9.7数学与概率（四）——在二维平面上，有一些点，请找出经过点数最多的那条线

/**
	 * 思路：在任意两点之间画一条无线长的直线，用散列表追踪那条直线出现的次数最多。时间复杂度O(N*N)
	 * 注意：
	 * 		1）用斜率和y轴截距来确定是否是同一条直线。
	 * 		2）浮点数不一定能用二进制数准确表示，因此检查两个浮点数的差值是否在某个极小值（epsilon）内。
	 * 		3）对于散列表而言，斜率相等，未必散列值相同。因此，将斜率减去一个极小值，并以得到的结果flooredSlope作为散列键。
	 * 		4）取得所有可能相等的直线，搜索三个位置：flooredSlope,flooredSlope-epsilon,flooredSlope+epsilon。
	 * @param points
	 * @return
	 */
	public static MyLine1 findBestLine(GraphPoint[] points){
		MyLine1 bestLine=null;
		int bestCount=0;
		
		HashMap<Double,ArrayList<MyLine1>> lineBySlope=new HashMap<Double, ArrayList<MyLine1>>();
		
		for(int i=0;i<points.length-1;i++){
			for(int j=i+1;j<points.length;j++){
				MyLine1 line=new MyLine1(points[i],points[j]);
				insertLine(lineBySlope,line);
				int count=countEquivalentLines(lineBySlope,line);
				if(count>bestCount){
					bestCount=count;
					bestLine=line;
				}
			}
		}
		return bestLine;
		
	}

	private static int countEquivalentLines(HashMap<Double, ArrayList<MyLine1>> lineBySlope, MyLine1 line) {
		double key=line.floorToNearestEpsilon(line.slope);
		double eps=line.epsilon;
		int count=countEquivalentLines(lineBySlope.get(key), line)+countEquivalentLines(lineBySlope.get(key-eps), line)+
				countEquivalentLines(lineBySlope.get(key+eps), line);
		
		return count;
	}
	
	public static int countEquivalentLines(ArrayList<MyLine1> lines,MyLine1 line){
		if(lines==null)
			return 0;
		int count=0;
		for(MyLine1 paralleLine:lines){
			if(paralleLine==line)
				count++;
		}
		return count;
	}

	private static void insertLine(HashMap<Double, ArrayList<MyLine1>> lineBySlope, MyLine1 line) {
		ArrayList<MyLine1> lines=null;
		double key=line.floorToNearestEpsilon(line.slope);
		if(!lineBySlope.containsKey(key)){
			lines=new ArrayList<MyLine1>();
			lineBySlope.put(key, lines);
		}else{
			lines=lineBySlope.get(key);
		}
		lines.add(line);//注意此处添加的用法
	}
	
	

class MyLine1{
	public static double epsilon=0.0001;
	public double slope,intercept;
	public boolean infiniteSlope=false;
	
	public MyLine1(GraphPoint p,GraphPoint q){
		if(Math.abs(p.x-q.x)>epsilon){//两个点的x坐标不同
			slope=(p.y-q.y)/(p.x-q.x);//斜率
			intercept=p.y-slope*p.x;//y轴截距
		}else{
			infiniteSlope=true;
			intercept=p.x;//x轴截距
		}
	}
	
	public double floorToNearestEpsilon(double d){
		int r=(int) (d/epsilon);//使原d保留小数位后的4位（epsilon=0.0001）
		return ((double)r)*epsilon;
	}
	
	public boolean isEquivalent(MyLine1 line){
		if((slope==line.slope)&&(intercept==line.intercept)&&(infiniteSlope==line.infiniteSlope))
			return true;
		return false;
	}
	
	public boolean isEquivalent(double a,double b){
		return Math.abs(a-b)<epsilon;
	}
	

	
}

class GraphPoint{
	int x;
	int y;
	
	public GraphPoint(int x,int y){
		this.x=x;
		this.y=y;
	}
}

(提取的数据条目)

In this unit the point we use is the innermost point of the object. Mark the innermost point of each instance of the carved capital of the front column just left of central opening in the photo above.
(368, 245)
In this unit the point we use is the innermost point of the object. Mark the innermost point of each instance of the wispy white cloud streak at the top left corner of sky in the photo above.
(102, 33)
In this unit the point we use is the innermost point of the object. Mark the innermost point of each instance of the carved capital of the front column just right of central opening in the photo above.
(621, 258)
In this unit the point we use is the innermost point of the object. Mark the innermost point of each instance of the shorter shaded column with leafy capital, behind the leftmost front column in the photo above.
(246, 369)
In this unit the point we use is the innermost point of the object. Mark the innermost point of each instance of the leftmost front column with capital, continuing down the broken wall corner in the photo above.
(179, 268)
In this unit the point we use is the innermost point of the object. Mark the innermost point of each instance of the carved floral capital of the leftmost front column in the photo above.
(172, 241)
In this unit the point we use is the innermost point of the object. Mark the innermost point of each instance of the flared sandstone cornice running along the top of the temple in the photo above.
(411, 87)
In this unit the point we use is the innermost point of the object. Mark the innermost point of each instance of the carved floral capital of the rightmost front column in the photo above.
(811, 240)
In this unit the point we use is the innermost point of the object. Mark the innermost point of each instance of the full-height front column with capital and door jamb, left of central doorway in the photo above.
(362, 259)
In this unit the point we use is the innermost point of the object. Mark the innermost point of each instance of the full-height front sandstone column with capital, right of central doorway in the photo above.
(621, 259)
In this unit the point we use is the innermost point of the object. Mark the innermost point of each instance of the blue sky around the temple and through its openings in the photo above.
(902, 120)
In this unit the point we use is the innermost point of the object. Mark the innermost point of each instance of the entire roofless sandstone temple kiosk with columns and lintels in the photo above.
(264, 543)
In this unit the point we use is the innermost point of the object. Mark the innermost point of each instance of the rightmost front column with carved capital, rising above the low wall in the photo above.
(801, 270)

...

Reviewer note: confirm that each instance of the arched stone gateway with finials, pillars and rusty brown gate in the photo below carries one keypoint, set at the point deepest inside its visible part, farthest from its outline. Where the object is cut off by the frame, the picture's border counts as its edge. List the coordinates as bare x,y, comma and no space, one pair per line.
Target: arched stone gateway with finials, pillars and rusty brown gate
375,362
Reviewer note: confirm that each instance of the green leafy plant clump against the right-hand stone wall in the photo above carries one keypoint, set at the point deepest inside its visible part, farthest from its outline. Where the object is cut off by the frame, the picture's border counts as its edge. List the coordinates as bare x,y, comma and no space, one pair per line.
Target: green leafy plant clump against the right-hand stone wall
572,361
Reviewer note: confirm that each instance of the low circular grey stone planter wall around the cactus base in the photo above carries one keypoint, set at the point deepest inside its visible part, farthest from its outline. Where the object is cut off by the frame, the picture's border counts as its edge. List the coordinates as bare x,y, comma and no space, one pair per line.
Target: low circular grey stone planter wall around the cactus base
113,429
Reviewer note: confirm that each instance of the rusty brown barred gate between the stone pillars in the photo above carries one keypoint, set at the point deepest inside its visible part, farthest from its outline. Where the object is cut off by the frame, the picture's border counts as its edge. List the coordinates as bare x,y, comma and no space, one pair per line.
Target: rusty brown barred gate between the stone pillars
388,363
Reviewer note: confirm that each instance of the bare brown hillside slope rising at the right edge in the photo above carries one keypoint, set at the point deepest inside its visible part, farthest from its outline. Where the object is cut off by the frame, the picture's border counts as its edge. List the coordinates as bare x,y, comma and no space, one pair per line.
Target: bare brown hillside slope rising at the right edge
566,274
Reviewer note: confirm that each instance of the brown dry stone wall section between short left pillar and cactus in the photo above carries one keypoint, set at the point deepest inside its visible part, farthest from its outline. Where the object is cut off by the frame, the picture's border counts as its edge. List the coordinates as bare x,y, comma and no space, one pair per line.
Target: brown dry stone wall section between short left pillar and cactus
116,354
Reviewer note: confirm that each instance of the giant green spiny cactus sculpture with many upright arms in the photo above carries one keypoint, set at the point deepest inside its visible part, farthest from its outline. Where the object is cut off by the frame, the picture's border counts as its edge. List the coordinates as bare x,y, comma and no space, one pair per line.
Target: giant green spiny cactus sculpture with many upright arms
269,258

● 任务一览
A) 请将提取文本中从“9.7数学与概率（四）——在二维平面上，有一些点，请找出经过点数最多的那条线”到“Slope+epsilon。”的部分原样照录下来。
B) 用两句话概括提取文本。
C) 根据提取文本，MyLine1类中epsilon的取值是多少？

● 任务答案
A)
9.7数学与概率（四）——在二维平面上，有一些点，请找出经过点数最多的那条线

/**
	 * 思路：在任意两点之间画一条无线长的直线，用散列表追踪那条直线出现的次数最多。时间复杂度O(N*N)
	 * 注意：
	 * 		1）用斜率和y轴截距来确定是否是同一条直线。
	 * 		2）浮点数不一定能用二进制数准确表示，因此检查两个浮点数的差值是否在某个极小值（epsilon）内。
	 * 		3）对于散列表而言，斜率相等，未必散列值相同。因此，将斜率减去一个极小值，并以得到的结果flooredSlope作为散列键。
	 * 		4）取得所有可能相等的直线，搜索三个位置：flooredSlope,flooredSlope-epsilon,flooredSlope+epsilon。

B) 提取文本给出了在二维平面上找出经过点数最多直线的思路：在任意两点之间画一条直线，并用散列表追踪出现次数最多的那条直线，时间复杂度为O(N*N)。它指出要用斜率和y轴截距判断是否为同一条直线，并且由于浮点数不一定能用二进制准确表示，要以flooredSlope作为散列键，同时搜索flooredSlope、flooredSlope-epsilon和flooredSlope+epsilon三个位置。

C) 0.0001